• **Task**
Swap each "in this photo" in the lines below for "in this image" and leave everything else unchanged.

[Part of a data file]
++++++++++++++++++++

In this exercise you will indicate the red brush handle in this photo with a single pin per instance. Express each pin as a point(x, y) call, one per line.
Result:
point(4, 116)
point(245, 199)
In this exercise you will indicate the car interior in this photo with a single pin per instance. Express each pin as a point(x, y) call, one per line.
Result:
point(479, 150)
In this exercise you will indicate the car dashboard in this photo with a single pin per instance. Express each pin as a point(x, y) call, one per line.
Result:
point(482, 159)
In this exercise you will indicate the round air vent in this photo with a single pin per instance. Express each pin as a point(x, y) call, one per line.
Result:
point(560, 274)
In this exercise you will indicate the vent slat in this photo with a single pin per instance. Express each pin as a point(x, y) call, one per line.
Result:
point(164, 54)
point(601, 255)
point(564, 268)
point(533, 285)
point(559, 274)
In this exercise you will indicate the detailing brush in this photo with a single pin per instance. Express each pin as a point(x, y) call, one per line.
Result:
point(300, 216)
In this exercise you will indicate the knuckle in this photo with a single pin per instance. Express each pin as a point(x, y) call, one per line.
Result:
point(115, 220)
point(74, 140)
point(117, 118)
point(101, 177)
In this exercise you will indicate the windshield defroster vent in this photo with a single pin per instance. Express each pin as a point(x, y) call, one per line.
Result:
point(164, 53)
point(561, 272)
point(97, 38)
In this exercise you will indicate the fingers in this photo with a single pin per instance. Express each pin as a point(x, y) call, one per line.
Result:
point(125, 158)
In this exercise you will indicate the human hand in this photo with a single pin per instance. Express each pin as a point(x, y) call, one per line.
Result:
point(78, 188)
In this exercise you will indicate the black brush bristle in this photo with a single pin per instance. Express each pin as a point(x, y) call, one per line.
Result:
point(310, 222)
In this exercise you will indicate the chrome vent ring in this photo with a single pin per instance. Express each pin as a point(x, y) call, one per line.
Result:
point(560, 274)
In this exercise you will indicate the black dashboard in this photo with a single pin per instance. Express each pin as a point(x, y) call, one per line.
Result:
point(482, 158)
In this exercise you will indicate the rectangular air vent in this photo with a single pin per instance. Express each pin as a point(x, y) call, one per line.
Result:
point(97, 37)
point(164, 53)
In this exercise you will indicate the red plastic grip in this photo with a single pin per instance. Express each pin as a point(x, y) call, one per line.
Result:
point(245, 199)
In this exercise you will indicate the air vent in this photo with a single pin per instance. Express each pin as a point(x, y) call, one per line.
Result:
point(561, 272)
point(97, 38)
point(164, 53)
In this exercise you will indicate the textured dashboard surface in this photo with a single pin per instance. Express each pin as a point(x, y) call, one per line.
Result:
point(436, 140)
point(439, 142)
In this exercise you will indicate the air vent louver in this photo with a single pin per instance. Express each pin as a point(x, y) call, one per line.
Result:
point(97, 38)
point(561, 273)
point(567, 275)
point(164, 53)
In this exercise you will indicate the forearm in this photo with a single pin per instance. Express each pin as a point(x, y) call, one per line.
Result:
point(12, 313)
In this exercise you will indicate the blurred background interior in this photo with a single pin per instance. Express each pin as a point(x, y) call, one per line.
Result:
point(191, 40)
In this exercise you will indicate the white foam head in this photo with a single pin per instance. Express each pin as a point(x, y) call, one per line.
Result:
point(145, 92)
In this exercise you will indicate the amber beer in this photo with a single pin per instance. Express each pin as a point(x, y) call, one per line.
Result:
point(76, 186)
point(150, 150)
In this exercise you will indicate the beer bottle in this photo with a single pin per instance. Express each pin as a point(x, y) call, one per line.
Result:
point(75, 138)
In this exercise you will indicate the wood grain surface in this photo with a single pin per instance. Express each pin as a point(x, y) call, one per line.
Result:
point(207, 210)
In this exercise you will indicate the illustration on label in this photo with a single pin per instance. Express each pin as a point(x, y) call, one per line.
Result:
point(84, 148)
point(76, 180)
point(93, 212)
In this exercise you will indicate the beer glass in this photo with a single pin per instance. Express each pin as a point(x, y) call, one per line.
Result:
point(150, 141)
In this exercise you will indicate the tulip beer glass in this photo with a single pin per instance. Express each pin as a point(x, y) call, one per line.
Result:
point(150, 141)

++++++++++++++++++++

• **Exercise answer**
In this exercise you will indicate the red brush handle in this image with a single pin per instance. Express each pin as a point(x, y) call, one per line.
Result:
point(4, 116)
point(245, 199)
In this exercise you will indicate the car interior in this image with a single pin per instance. Express each pin as a point(x, y) call, one per line.
Result:
point(479, 150)
In this exercise you will indicate the car dashboard in this image with a single pin per instance. Express each pin as a point(x, y) call, one per line.
Result:
point(482, 159)
In this exercise you will indicate the round air vent in this image with a single pin per instance. Express each pin as a point(x, y) call, one per line.
Result:
point(560, 274)
In this exercise you will indicate the vent slat in this image with a single pin per instance. Express each pin as a point(x, y) call, one per line.
Result:
point(164, 54)
point(601, 255)
point(564, 268)
point(533, 285)
point(559, 274)
In this exercise you will indicate the detailing brush in this image with a single pin per instance. Express each pin as a point(x, y) call, one per line.
Result:
point(300, 216)
In this exercise you will indicate the knuckle in this image with a single pin per instance. Express each pin as a point(x, y) call, one per line.
Result:
point(115, 220)
point(74, 140)
point(117, 118)
point(101, 177)
In this exercise you will indicate the windshield defroster vent in this image with a single pin per instance. Express each pin as a point(x, y) call, one per line.
Result:
point(164, 53)
point(561, 272)
point(97, 38)
In this exercise you will indicate the fingers in this image with a single pin per instance. Express each pin as a point(x, y) call, one per line.
Result:
point(125, 158)
In this exercise you will indicate the human hand in this image with a single pin per instance. Express each pin as a point(x, y) call, one per line.
Result:
point(78, 188)
In this exercise you will indicate the black brush bristle in this image with a single pin per instance. Express each pin as a point(x, y) call, one per line.
Result:
point(310, 222)
In this exercise you will indicate the chrome vent ring in this image with a single pin per instance. Express each pin as a point(x, y) call, one per line.
Result:
point(560, 274)
In this exercise you will indicate the black dashboard in this image with a single pin per instance. Express each pin as a point(x, y) call, one per line.
Result:
point(482, 158)
In this exercise you will indicate the rectangular air vent in this image with a single pin per instance. Express each pin as a point(x, y) call, one per line.
Result:
point(97, 37)
point(164, 53)
In this exercise you will indicate the red plastic grip in this image with a single pin per instance. Express each pin as a point(x, y) call, one per line.
Result:
point(245, 199)
In this exercise you will indicate the air vent in this image with a single pin per instance. Express each pin as a point(x, y) call, one per line.
Result:
point(561, 272)
point(97, 38)
point(164, 53)
In this exercise you will indicate the textured dashboard surface in this image with a single pin per instance. Express each pin as a point(x, y) call, one per line.
Result:
point(436, 140)
point(439, 142)
In this exercise you will indicate the air vent louver in this image with a single pin per instance. Express each pin as a point(x, y) call, one per line.
Result:
point(97, 38)
point(561, 273)
point(567, 275)
point(164, 53)
In this exercise you will indicate the forearm in this image with a single pin per instance. Express each pin as a point(x, y) call, one per line.
Result:
point(12, 313)
In this exercise you will indicate the blurred background interior in this image with a single pin per instance. Express each pin as a point(x, y) call, one per line.
Result:
point(191, 40)
In this exercise you will indicate the white foam head in this image with a single pin per instance. Express each pin as a point(x, y) call, one per line.
Result:
point(145, 92)
In this exercise you will indicate the amber beer in this image with a single pin per instance. Express each pin as a point(x, y) call, one per line.
Result:
point(76, 186)
point(150, 150)
In this exercise you will indicate the beer bottle in this image with a single pin per instance. Express each pin as a point(x, y) call, one per line.
Result:
point(75, 138)
In this exercise you will indicate the wood grain surface in this image with a single pin per instance. Express each pin as a point(x, y) call, one per line.
Result:
point(207, 210)
In this exercise you will indicate the illustration on label in this image with a single pin per instance. Express each pin as a point(x, y) call, one per line.
Result:
point(84, 148)
point(76, 180)
point(93, 212)
In this exercise you will indicate the beer glass in this image with a single pin per instance. Express each pin as a point(x, y) call, one per line.
Result:
point(150, 141)
In this exercise you will indicate the tulip beer glass in this image with a single pin per instance. Express each pin as a point(x, y) call, one per line.
Result:
point(150, 141)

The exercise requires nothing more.